§ Selected excerpt:
The moment Roy Bell hit the elevator button on the 78th floor of One World Trade Center to go to the 102nd floor, the first plane hit. Little did he know he was about to cheat death several times in the next 90 hair-raising minutes.
Sheets of fire shooting out of the elevator shaft enveloped him and a woman waiting for the elevator doors to open. Suddenly, the elevator dropped two feet and jammed.
Had he punched the elevator button just seconds earlier, the elevator would have carried him and the woman up to an almost certain death.
“I would have been incinerated. No one got out above the 82nd floor where the plane hit. Ive never seen fire like that,” said the senior account executive for Alliance Consulting, whose New York office on the 102nd floor could only be reached be changing elevators in the Sky Lobby on the 78th floor. The Philadelphia-based companys New York office was usually occupied by about 15 people, while its 100 consultants fanned out daily to client sites around the city.
Another irony is that Bell and his boss, who remains unaccounted for, had originally planned to go to the office at 8 a.m., but because they had taken clients to a ballgame at Yankee Stadium the night before (it was called on account of rain at 9 p.m.), they decided on 8:45 a.m.
The torrent of fire raining down on him was just the beginning of his harrowing escape, one that thousands can also tell and, sadly, one that many thousands who went through it cannot.
Bell, 46 years old and from Jersey City, where once he could see the World Trade Center out his apartment window, doesnt recall leaving the elevator lobby. All he remembers is ending up in an office on the 78th floor at the Port Authority of New York and New Jersey, which owned and ran the 16-acre World Trade Center complex of seven buildings.
“Im running through this fire shooting through the elevator to an office where there was no more fire. A woman was freaking out and crying because I looked like a ghost with my hair and clothes burning. People came over to me and patted me down and whacked me to put out the flames. The skin was falling off my hands,” he said. “My right hand got it good.”
A fire marshal in the office promised to get Bell out as he called his wife, leaving a message that he was OK and that he loved her.
After 3 or 4 minutes, the woman he had been waiting for the elevator with came into the office severely burned. A man whom he only knew as “Avi” promised to carry the injured woman out of the building. The perilous trek down 78 flights of stairs began about 10 minutes after he left the fiery elevator.
“Avi was just a brave man,” Bell said. “So it was me, her and him helping her. It was 9:02. When we hit the 50th floor, nothing was moving because it became single file, with the firemen, who must have lost their lives, coming up.”
The firemen took one look at Bells burns and the injured woman and ordered everyone in the line to make way for them. They were on the move again.
“We went into the fast lane past hundreds of people. I hope they got out. I think they got out,” Bell said after a long pause. “There was a lot panic. People were shrieking, wailing and screaming.”

§ Raw data:
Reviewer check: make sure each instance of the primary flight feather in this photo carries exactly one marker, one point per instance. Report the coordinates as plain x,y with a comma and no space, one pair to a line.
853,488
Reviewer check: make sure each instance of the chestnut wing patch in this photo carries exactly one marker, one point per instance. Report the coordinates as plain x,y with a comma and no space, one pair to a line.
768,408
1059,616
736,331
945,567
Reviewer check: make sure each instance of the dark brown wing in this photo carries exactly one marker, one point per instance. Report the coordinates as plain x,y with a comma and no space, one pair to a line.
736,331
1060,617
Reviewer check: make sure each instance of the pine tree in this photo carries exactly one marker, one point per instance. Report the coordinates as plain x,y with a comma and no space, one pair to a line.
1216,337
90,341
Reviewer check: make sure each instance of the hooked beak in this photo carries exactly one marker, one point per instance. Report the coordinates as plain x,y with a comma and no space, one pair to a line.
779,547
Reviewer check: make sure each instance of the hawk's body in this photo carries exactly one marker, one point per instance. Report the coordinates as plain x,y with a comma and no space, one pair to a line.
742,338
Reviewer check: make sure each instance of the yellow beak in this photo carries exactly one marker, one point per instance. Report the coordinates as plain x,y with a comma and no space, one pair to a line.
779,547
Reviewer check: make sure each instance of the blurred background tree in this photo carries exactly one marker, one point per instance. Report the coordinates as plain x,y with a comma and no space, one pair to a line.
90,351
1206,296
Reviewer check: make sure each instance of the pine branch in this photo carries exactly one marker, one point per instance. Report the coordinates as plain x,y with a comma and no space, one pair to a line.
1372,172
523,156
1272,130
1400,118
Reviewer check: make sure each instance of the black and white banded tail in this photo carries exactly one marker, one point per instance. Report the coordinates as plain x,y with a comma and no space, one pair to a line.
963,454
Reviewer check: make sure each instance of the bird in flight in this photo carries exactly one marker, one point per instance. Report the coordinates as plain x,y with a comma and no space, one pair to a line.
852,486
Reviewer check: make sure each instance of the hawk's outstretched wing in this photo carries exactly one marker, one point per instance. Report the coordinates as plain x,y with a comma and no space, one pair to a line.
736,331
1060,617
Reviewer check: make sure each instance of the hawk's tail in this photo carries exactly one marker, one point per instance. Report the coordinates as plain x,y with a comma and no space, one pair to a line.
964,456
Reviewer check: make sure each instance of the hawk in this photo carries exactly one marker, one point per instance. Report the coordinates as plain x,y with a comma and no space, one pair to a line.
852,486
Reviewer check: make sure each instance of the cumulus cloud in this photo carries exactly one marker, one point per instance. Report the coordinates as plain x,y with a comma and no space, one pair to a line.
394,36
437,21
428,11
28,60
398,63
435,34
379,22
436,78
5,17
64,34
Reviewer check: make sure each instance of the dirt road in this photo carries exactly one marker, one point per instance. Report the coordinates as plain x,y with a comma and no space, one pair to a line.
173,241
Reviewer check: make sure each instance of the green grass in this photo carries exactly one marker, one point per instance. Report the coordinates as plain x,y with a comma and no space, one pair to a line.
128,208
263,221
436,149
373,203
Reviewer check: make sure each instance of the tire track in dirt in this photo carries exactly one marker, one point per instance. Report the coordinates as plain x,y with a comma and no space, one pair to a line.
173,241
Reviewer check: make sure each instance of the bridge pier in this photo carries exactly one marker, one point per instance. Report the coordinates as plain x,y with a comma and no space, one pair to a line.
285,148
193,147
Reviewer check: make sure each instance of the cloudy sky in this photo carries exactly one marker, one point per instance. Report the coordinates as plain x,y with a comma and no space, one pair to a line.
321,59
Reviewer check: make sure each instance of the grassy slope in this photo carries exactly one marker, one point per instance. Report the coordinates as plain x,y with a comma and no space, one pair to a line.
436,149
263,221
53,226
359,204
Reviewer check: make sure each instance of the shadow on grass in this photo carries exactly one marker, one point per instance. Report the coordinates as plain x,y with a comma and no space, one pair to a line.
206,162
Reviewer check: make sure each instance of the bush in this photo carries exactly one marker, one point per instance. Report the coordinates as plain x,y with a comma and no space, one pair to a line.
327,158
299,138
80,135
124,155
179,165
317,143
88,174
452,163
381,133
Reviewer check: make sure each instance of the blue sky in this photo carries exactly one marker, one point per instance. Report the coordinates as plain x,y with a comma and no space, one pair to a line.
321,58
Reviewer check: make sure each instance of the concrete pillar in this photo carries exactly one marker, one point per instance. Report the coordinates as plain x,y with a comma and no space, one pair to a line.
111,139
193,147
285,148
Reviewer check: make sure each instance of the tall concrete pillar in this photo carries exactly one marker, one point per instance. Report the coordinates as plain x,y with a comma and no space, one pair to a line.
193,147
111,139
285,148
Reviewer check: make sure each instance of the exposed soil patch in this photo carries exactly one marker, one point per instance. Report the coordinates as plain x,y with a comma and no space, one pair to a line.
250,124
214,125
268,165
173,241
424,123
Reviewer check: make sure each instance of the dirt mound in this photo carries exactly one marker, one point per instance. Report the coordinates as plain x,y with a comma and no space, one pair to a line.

§ Problem A:
Repeat word for word the passage of the account of Roy Bell's escape from One World Trade Center, starting at "The moment Roy" and ending at "almost certain death.".
§ Problem B:
In the account of Roy Bell's escape from One World Trade Center, on which floor was the New York office of Alliance Consulting located?
§ Problem C:
Pick up the account of Roy Bell's escape from One World Trade Center after its last sentence and carry it forward.

§ Expected answer A:
The moment Roy Bell hit the elevator button on the 78th floor of One World Trade Center to go to the 102nd floor, the first plane hit. Little did he know he was about to cheat death several times in the next 90 hair-raising minutes.
Sheets of fire shooting out of the elevator shaft enveloped him and a woman waiting for the elevator doors to open. Suddenly, the elevator dropped two feet and jammed.
Had he punched the elevator button just seconds earlier, the elevator would have carried him and the woman up to an almost certain death.

§ Expected answer B:
The 102nd floor.

§ Expected answer C:
When they arrived at the lower level at 9:30, Bell and the injured woman were taken to the worst possible place given what would happen 35 minutes later – the buildings basement two floors below ground.
“They said they had stretchers and wheelchairs down there, but I just wanted to get the hell out of the building,” he said. “I ran into a building engineer, who told me there was only one safe exit out and that the building wasnt stable.”
It didnt take long for Bell to decide to run out of the basement. Once outside he was pulled into an ambulance (Bell believes he was one of the first of the injured to emerge from building). The injured woman was taken out by EMTs; Bell presumes she survived.
He was taken four blocks away to an outdoor staging area, where the ambulance driver was ordered to return to the World Trade Center to rejoin his triage team. Bell jumped out.
“I told him, Dont go to the building. Its not stable. He told me thats where the injured are.” Bell said. “His chances were not good.”
It was 10 a.m., 5 minutes before 106 floors of the 110-story south tower would topple to the ground and 28 minutes before the one housing Bells office would do the same. As he watched the first one fall, he sprinted north.
“I had a four-block lead on the dust cloud. Then it was two blocks. Then it was a block and half. But I outran it. It never caught me,” Bell said with some pride.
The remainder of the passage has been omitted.